▶ [Фрагмент документа]:
◆ ◆ ◆

Примечательным в проводимом Арендт анализе жертв лагерей было, однако, то, насколько близко он соответствовал ее представлению о массах вне лагеря. В лагерях у людей не было индивидуальности, идентичности. Люди во всем своем многообразии были превращены в человека (Mann) как вид. Исчезали не только люди, исчезала и память о них; их смерть была анонимна, как и их жизнь42. Каждый из этих элементов присущ и массовому обществу. Это как если бы жертвы лагерей пережили смерть лишь немногим болезненнее, чем смерть, перенесенную за пределами лагерей. «Истребление — пишет она в другом месте, — происходит с людьми, которые уже мертвы для всех подлинных целей»; именно так она представляла сломанные жизни массового общества. По этой причине, заключает она, «террор идеально подходит к ситуации этих вечно растущих масс»43.

◆ ◆ ◆

▶ [Суть задания]: Перепишите фрагмент об Арендт, приведённый выше, целиком и слово в слово. Пункты, приведённые далее, никак не связаны с фрагментом об Арендт.

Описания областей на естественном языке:
◆ ◆ ◆

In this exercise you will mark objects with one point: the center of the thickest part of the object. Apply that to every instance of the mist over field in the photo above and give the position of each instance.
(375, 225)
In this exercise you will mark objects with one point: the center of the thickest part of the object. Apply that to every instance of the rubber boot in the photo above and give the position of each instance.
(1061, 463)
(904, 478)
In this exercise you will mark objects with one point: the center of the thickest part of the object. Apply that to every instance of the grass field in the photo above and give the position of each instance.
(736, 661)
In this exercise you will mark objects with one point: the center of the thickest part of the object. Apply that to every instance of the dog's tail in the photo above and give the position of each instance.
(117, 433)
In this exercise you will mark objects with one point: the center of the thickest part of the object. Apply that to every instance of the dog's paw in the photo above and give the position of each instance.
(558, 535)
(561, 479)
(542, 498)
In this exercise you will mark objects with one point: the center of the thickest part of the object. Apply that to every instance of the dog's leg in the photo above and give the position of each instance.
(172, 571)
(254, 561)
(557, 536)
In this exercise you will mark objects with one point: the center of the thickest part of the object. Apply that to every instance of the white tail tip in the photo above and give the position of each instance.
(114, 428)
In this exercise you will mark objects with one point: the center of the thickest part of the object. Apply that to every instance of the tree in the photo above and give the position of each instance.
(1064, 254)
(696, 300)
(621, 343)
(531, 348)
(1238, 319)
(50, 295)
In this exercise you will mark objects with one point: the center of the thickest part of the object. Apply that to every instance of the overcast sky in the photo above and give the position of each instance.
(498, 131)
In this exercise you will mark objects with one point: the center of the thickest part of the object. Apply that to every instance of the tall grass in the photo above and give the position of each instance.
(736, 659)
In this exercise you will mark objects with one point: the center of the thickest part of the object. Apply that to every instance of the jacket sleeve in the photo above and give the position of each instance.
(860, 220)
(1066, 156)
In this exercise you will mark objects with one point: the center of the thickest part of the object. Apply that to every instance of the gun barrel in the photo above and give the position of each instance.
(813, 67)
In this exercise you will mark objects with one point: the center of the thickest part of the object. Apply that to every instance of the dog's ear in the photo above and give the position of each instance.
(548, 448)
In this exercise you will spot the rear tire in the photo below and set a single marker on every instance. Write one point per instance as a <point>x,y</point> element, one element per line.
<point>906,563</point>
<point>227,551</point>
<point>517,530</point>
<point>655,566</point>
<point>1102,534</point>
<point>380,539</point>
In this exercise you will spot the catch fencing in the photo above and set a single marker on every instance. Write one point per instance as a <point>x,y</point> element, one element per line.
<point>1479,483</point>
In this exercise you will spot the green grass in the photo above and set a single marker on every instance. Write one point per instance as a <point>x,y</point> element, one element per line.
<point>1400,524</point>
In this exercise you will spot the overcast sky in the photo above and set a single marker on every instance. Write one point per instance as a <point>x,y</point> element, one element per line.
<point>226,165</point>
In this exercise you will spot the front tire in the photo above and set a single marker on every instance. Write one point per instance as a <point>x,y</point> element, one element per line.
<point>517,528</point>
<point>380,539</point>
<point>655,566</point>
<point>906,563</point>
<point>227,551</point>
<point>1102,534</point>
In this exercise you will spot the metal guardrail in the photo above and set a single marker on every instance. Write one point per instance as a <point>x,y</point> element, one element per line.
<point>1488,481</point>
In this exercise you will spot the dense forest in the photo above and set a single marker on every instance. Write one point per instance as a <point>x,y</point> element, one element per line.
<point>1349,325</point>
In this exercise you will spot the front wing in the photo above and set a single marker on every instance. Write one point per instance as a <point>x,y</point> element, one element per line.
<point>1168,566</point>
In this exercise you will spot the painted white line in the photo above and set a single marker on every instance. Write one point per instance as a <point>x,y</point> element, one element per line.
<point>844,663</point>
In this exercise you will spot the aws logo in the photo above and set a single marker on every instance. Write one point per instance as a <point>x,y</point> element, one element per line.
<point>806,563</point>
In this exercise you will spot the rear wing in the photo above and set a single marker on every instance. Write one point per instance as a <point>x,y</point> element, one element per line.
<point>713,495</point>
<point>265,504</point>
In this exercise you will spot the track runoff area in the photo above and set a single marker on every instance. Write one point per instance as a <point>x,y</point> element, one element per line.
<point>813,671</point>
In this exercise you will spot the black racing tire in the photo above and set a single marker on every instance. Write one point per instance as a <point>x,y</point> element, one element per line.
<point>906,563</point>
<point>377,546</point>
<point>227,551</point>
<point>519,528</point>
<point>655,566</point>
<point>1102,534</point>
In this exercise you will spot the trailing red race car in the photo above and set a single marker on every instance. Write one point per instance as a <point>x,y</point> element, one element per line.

◆ ◆ ◆

▶ [Письменный ответ]:
Примечательным в проводимом Арендт анализе жертв лагерей было, однако, то, насколько близко он соответствовал ее представлению о массах вне лагеря. В лагерях у людей не было индивидуальности, идентичности. Люди во всем своем многообразии были превращены в человека (Mann) как вид. Исчезали не только люди, исчезала и память о них; их смерть была анонимна, как и их жизнь42. Каждый из этих элементов присущ и массовому обществу. Это как если бы жертвы лагерей пережили смерть лишь немногим болезненнее, чем смерть, перенесенную за пределами лагерей. «Истребление — пишет она в другом месте, — происходит с людьми, которые уже мертвы для всех подлинных целей»; именно так она представляла сломанные жизни массового общества. По этой причине, заключает она, «террор идеально подходит к ситуации этих вечно растущих масс»43.